Extracted data entries:
[start]
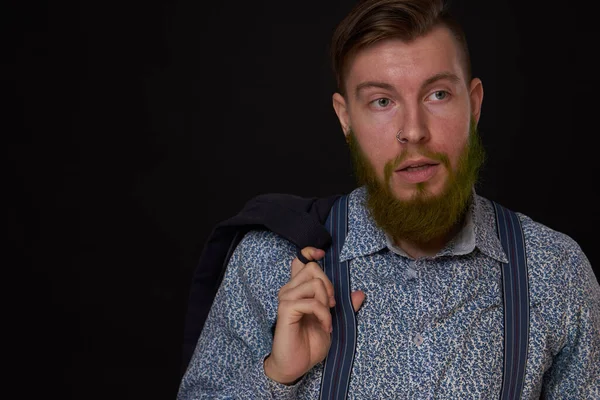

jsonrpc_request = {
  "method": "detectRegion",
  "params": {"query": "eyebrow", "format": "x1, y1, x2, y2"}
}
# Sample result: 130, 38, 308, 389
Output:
355, 72, 460, 98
[end]
▶ **Your task**
Write out every line of the items above again but leave out the pictures. Multiply each bounding-box coordinate in the answers by 1.4 and round it to a whole number, with halves rounding up, and keep every other number unchanged.

▶ **Task solution**
jsonrpc_request = {
  "method": "detectRegion",
  "params": {"query": "eyebrow", "format": "x1, y1, x2, y2"}
}
# Sample result: 130, 38, 308, 389
Output:
497, 101, 644, 137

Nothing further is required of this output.